#### JOB A
In the financial statement notes, how much cash did the Company have on hand as of September 30, 2021?

── TEXT PROVIDED

UNAUDITED NOTES TO FINANCIAL STATEMENTS
FOR THE NINE MONTHE ENDED SEPTEMBER 30, 2021 AND 2020
NOTE 1 – ORGANIZATION AND BASIS OF PRESENTATION
History and Organization
Stage It Corp. (“Stage It”, or the “Company”) is a Delaware corporation formed in that operates an online venue for live an interactive performances through its technology platform that enables content creators to perform and create ticketed events, and provides fans with an opportunity to watch live shows, and ask artists questions and request songs.
Going Concern
The accompanying financial statements have been prepared on a going concern basis, which contemplates the realization of assets and the settlement of liabilities and commitments in the normal course of business. As reflected in the accompanying financial statements, during the nine months ended September 30, 2021 the Company incurred a net loss of $2,813,659 and had a stockholders’ deficit of $13,383,161 as of September 30, 2021. In addition the Company had negative working capital of $8,988,706 These factors raise substantial doubt about the Company’s ability to continue as a going concern within one year after the date of the financial statements being issued. The ability of the Company to continue as a going concern is dependent upon the Company’s ability to raise additional funds and implement its business plan. The Company does not have any commitments for additional capital. The financial statements do not include any adjustments that might be necessary if the Company is unable to continue as a going concern. As a result management has concluded that there substantial doubt about the Company’s ability to continue as a going concern.
On As of September 30, 2021, the Company had cash on hand of $69,342. Management estimates that the current funds on hand will be sufficient to continue operations through March 31, 2022. The continuation of the Company as a going concern is dependent upon its ability to obtain necessary debt or equity financing to continue operations until it begins generating positive cash flow. Historically, the Company has been able to fund its operations from the proceeds of notes payable and convertible notes. No assurance can be given that any future financing will be available or, if available, that it will be on terms that are satisfactory to the Company. Even if the Company can obtain additional financing, it may contain undue restrictions on our operations, in the case of debt financing or cause substantial dilution for our stockholders, in the case of equity financing.

────
── GIVEN DATA

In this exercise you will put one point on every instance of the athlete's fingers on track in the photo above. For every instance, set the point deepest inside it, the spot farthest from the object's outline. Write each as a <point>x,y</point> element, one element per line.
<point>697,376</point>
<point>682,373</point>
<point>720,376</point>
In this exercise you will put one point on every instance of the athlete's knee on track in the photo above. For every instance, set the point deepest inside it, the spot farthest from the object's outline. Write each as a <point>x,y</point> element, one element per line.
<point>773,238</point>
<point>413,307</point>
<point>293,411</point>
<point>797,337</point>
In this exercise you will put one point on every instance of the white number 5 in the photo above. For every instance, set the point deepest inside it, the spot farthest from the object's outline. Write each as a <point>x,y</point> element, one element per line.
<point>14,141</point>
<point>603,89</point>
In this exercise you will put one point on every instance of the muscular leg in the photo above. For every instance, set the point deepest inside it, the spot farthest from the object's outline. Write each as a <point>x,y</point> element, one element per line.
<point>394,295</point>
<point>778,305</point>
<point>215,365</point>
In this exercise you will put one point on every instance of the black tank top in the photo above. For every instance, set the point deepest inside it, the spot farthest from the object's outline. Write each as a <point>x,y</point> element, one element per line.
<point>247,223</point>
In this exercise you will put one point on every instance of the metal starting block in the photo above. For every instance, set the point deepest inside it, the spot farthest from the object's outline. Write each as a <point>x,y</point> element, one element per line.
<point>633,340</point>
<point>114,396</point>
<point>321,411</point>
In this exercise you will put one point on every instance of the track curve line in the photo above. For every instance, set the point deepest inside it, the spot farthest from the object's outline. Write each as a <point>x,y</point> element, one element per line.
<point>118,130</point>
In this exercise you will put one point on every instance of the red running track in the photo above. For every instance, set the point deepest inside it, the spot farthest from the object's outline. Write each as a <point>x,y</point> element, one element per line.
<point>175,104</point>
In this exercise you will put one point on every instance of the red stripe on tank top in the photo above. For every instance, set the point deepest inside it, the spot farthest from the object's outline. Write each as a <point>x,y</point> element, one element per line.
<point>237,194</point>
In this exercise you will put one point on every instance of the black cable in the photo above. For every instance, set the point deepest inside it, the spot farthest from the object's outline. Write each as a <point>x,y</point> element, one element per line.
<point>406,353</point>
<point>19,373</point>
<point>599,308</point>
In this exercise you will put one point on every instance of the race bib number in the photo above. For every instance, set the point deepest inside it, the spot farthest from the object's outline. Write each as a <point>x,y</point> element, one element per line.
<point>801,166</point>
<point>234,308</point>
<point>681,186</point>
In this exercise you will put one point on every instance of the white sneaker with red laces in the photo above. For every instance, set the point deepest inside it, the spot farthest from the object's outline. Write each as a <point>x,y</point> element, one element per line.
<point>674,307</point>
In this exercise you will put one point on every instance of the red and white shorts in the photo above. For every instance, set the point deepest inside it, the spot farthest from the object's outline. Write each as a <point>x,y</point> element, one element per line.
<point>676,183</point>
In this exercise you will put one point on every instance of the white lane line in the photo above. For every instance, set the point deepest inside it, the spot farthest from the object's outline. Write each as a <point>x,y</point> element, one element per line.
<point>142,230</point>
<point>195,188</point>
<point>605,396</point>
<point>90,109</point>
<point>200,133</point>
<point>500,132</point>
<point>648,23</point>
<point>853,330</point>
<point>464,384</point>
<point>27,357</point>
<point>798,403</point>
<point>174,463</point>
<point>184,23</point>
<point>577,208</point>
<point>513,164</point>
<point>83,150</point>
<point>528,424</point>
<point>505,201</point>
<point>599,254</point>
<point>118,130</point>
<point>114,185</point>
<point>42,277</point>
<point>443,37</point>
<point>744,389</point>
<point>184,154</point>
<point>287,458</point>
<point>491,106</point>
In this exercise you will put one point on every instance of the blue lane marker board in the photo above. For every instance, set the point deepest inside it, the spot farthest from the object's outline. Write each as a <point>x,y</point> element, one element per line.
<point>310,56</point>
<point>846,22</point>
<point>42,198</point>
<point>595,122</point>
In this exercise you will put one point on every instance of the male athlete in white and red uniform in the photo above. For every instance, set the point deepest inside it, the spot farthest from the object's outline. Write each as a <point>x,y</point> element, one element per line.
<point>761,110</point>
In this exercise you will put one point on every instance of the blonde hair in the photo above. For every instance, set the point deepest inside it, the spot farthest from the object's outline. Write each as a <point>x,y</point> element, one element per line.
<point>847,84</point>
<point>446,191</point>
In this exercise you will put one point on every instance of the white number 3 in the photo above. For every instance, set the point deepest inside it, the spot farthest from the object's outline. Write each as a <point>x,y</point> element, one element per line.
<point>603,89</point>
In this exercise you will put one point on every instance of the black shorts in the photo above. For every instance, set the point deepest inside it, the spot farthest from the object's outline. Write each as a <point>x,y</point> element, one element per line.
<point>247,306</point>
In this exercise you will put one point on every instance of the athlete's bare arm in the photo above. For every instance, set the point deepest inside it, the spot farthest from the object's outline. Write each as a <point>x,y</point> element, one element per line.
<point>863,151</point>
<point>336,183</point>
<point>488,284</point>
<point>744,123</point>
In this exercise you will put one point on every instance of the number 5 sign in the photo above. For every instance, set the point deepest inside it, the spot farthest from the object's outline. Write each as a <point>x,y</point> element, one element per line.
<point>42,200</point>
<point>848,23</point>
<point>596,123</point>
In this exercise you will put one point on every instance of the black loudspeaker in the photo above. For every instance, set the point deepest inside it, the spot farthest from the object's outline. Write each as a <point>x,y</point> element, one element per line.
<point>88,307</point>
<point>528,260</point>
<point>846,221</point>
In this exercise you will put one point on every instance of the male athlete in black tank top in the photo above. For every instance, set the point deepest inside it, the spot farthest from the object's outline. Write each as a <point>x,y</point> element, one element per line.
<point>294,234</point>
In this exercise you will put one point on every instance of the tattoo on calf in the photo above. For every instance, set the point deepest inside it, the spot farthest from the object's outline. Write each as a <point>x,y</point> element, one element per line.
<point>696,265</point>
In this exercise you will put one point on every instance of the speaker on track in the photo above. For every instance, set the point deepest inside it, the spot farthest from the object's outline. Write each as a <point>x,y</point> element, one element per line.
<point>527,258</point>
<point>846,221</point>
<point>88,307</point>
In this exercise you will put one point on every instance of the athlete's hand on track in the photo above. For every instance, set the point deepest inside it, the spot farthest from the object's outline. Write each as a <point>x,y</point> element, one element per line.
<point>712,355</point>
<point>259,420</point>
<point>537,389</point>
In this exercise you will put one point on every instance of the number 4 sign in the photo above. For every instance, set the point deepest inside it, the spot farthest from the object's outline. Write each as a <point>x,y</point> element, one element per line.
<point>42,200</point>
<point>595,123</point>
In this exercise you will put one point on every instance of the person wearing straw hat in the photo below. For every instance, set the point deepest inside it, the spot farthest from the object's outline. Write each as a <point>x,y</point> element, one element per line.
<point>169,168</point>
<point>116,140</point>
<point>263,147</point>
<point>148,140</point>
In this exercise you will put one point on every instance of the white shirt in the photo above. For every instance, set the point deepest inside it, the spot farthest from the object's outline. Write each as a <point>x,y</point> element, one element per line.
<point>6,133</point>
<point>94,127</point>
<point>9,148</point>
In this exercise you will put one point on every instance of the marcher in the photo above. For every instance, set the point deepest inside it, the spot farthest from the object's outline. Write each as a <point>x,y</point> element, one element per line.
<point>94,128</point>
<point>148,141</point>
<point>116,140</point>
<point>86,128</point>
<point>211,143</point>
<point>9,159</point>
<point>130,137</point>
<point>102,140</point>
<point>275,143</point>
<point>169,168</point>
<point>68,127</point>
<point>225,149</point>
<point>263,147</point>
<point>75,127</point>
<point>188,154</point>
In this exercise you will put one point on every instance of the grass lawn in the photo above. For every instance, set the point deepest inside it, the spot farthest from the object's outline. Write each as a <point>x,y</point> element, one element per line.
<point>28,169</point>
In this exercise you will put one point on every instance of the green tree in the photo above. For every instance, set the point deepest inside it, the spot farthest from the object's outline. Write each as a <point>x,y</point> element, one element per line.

────

#### JOB B
From the stored dataset items, retype the lines that start at the line containing "of the tattoo" and end after the line containing "<point>696,265</point>".

#### EXERCISE RESULT A
$69,342

#### EXERCISE RESULT B
In this exercise you will put one point on every instance of the tattoo on calf in the photo above. For every instance, set the point deepest inside it, the spot farthest from the object's outline. Write each as a <point>x,y</point> element, one element per line.
<point>696,265</point>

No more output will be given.